Exercise requirements: Starting with the line that contains "Corridor-survey task: point out each instance of the grass in", set down each line through the end of the entries below, exactly and with nothing added.

(Collection entries)

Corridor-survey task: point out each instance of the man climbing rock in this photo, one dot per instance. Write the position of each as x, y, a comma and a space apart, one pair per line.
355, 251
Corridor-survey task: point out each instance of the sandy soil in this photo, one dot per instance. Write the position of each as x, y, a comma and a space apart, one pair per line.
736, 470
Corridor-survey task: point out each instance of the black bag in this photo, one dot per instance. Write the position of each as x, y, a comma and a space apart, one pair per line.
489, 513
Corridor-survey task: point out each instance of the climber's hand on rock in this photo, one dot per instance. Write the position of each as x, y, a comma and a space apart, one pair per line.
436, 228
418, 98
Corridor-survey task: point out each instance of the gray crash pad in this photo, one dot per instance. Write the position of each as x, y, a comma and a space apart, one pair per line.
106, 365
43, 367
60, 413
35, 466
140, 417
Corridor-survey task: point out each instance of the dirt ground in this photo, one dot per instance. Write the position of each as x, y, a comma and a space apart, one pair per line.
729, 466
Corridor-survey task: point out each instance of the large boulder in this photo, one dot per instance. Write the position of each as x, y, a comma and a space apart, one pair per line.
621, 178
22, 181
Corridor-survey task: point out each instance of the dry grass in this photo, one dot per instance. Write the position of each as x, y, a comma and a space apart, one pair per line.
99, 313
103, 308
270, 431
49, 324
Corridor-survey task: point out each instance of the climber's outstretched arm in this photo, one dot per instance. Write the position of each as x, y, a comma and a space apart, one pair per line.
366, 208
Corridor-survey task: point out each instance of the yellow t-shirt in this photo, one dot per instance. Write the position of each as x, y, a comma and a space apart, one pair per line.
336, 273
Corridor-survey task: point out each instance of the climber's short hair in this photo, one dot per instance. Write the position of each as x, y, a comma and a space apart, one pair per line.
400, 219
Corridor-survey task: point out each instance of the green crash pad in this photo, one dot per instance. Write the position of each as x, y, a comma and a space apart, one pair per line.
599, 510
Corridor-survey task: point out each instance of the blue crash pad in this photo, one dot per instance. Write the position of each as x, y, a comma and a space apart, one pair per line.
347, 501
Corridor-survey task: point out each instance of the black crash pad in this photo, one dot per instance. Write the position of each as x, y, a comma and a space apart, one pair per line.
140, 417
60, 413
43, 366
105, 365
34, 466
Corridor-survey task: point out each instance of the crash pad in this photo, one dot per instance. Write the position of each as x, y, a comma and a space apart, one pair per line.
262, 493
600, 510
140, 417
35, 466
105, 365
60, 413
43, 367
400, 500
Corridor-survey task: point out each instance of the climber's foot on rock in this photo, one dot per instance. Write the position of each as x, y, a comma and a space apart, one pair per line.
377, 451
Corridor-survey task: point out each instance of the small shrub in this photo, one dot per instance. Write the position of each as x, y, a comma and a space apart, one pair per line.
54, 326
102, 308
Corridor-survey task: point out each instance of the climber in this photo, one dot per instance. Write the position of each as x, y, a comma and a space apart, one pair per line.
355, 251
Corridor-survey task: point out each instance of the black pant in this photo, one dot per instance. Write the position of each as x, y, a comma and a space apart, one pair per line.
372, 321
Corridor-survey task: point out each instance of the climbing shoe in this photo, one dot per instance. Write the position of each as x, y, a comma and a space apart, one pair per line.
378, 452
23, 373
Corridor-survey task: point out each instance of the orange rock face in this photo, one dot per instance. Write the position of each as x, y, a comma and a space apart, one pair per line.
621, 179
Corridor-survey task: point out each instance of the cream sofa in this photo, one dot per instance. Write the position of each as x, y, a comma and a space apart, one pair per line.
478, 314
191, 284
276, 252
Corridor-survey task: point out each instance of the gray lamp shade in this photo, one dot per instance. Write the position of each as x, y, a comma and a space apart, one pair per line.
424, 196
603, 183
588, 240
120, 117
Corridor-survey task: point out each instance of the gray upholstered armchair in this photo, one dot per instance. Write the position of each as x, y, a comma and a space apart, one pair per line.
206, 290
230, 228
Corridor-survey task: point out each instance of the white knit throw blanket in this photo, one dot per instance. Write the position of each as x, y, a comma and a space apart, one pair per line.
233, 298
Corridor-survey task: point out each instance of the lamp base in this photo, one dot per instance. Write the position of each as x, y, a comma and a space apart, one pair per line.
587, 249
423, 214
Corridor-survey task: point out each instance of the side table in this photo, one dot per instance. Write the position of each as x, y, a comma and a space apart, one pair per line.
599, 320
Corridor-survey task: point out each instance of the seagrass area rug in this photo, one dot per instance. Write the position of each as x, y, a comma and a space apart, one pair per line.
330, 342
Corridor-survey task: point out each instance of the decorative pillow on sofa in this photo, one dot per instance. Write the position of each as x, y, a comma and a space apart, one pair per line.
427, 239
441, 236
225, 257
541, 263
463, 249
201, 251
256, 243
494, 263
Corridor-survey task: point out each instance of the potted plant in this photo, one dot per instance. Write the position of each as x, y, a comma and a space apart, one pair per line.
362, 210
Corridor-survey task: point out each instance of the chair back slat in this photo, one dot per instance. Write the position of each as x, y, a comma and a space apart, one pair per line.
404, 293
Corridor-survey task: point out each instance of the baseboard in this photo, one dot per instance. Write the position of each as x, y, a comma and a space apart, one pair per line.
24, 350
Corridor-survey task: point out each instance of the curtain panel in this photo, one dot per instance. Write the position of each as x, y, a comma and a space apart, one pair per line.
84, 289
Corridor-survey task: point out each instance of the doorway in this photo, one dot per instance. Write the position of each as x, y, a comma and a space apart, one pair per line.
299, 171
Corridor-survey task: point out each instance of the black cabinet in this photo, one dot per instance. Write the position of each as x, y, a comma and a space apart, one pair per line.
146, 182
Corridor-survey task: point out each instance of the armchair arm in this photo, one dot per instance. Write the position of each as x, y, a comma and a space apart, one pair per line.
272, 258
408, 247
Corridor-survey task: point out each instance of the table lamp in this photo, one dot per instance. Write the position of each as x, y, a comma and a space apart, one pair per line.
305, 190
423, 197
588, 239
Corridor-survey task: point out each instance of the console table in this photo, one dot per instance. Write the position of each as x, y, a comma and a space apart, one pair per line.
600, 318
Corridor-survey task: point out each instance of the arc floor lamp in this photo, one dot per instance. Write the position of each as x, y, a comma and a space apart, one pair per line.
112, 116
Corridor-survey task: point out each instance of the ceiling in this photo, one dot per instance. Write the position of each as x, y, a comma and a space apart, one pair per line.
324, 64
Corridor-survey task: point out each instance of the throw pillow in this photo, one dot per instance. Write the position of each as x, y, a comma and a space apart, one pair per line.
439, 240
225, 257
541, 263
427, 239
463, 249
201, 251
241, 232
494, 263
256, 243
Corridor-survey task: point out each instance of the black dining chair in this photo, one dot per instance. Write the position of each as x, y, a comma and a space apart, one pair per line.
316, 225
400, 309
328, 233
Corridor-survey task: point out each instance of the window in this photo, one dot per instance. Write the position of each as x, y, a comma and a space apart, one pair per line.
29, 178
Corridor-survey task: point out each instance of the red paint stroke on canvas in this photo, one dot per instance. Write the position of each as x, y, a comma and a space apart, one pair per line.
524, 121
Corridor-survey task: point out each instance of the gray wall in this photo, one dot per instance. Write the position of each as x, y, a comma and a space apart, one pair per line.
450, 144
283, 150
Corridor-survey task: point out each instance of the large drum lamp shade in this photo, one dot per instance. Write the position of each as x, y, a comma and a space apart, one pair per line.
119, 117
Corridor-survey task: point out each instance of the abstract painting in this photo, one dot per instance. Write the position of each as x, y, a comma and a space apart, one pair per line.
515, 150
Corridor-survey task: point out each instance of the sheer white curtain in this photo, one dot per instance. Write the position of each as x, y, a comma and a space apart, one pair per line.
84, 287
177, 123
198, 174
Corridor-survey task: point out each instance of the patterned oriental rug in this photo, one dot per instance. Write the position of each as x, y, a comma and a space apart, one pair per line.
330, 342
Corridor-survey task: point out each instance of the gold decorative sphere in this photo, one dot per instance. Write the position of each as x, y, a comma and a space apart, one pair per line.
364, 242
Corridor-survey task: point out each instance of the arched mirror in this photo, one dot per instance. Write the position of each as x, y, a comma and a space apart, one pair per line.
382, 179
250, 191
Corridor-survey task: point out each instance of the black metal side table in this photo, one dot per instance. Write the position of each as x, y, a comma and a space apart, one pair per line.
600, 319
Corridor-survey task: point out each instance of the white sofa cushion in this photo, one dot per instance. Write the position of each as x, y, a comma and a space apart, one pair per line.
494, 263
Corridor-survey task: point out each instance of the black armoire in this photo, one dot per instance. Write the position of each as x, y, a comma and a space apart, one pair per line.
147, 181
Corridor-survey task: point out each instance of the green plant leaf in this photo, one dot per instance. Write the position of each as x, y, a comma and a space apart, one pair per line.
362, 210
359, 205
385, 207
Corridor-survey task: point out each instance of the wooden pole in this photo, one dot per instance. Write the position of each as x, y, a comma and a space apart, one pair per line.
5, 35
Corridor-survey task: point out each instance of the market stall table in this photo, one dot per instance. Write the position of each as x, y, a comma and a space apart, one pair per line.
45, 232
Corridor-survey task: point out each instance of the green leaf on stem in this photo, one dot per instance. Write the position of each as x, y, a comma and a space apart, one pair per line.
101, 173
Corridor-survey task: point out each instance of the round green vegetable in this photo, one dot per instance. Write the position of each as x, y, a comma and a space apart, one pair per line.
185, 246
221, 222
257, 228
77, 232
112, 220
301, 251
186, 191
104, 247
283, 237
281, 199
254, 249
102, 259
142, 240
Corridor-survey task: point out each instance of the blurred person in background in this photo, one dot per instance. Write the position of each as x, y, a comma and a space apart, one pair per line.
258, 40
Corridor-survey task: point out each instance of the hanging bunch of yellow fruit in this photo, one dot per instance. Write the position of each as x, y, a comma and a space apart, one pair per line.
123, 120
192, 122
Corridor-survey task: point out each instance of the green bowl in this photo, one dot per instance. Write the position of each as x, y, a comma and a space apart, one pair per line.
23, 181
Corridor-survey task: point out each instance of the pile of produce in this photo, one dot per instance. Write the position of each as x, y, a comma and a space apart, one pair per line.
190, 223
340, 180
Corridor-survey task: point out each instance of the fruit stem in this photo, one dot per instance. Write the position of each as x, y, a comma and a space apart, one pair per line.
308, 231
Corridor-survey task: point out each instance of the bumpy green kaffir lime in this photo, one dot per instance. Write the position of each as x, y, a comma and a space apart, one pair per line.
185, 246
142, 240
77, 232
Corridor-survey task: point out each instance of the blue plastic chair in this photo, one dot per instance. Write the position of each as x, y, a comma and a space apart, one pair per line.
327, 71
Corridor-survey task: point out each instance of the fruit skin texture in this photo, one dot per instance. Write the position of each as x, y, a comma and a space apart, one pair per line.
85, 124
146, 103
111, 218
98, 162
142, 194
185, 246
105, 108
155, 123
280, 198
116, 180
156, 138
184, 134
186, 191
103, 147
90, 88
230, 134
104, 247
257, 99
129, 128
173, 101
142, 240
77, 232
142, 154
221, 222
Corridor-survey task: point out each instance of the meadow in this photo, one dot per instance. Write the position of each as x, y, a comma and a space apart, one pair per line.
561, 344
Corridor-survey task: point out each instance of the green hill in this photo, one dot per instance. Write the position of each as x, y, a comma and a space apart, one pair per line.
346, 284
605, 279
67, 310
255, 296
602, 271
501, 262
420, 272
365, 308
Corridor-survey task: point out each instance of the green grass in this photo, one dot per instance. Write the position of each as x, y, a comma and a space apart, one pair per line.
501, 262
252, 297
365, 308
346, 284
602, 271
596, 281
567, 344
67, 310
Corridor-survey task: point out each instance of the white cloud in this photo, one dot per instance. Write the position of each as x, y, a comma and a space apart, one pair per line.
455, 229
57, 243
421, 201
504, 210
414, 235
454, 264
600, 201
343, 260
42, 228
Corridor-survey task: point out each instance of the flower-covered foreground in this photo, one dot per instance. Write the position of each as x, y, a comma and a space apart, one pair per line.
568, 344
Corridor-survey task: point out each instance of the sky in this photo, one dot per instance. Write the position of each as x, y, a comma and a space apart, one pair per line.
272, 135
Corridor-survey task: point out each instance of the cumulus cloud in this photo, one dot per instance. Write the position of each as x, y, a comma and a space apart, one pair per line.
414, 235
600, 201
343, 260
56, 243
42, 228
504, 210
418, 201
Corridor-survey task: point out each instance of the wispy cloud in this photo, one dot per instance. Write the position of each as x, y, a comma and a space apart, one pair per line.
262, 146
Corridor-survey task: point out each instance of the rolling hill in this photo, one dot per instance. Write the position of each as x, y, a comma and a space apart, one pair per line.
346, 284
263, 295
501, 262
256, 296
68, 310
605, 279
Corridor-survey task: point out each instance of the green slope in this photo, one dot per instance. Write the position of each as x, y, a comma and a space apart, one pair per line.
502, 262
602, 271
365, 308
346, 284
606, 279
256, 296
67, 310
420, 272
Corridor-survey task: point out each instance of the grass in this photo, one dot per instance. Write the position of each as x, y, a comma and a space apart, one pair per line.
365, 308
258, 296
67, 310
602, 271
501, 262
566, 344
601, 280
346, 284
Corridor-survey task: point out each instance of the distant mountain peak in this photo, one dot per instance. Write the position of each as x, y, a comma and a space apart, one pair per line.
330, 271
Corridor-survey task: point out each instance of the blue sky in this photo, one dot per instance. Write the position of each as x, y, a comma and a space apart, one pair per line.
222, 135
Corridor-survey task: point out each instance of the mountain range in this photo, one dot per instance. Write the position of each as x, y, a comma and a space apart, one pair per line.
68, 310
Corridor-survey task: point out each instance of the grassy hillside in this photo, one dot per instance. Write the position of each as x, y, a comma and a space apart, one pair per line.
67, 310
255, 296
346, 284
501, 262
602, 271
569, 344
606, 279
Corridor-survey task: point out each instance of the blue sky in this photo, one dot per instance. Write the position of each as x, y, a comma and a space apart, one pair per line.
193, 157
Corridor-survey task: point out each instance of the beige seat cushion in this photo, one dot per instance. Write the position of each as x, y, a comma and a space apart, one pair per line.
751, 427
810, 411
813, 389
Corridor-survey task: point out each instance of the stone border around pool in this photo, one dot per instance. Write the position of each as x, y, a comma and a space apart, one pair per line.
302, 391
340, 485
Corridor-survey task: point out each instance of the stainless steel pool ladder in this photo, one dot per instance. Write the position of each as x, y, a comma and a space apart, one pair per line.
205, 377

Finished answer:
Corridor-survey task: point out each instance of the grass in this photo, one dot per instance. Write the position of each as x, y, a comma and a space apart, one pair per line.
365, 308
258, 296
67, 310
602, 271
501, 262
566, 344
601, 280
346, 284
Corridor-survey task: point out each instance of the distant mountain peak in this photo, one dot per instance. Write the position of each as x, y, a comma and a space apart, one pair per line.
330, 271
Corridor-survey task: point out each instance of the blue sky in this photo, one dot per instance. Write the position of each as x, y, a comma and a space apart, one pair per line.
222, 135
Corridor-survey task: point out each instance of the mountain range in this photo, one dot per instance. Write the position of each as x, y, a comma and a space apart, one pair per line.
68, 310
Corridor-survey task: point out each instance of the grassy hillside in this photo, one dot per instance. Write the position of each as x, y, a comma and a space apart, one pair per line.
67, 310
255, 296
346, 284
501, 262
602, 271
569, 344
606, 279
Corridor-survey task: point out each instance of the blue sky in this photo, one dot per instance. Write the position of each as x, y, a comma and a space apart, one pair per line.
193, 157
Corridor-survey task: point out each instance of the beige seat cushion in this photo, one dot per instance. Write the position of each as x, y, a comma and a space apart, one pair per line.
751, 427
810, 411
813, 389
Corridor-survey task: point out each instance of the stone border around pool in this photo, one dot per instance. Write the position of each as x, y, a comma and a space apart, one pair per line.
302, 391
340, 485
Corridor-survey task: point out each instance of the stainless steel pool ladder in this photo, one dot per instance. Write the position of each as x, y, a comma and a space apart, one pair per line.
205, 377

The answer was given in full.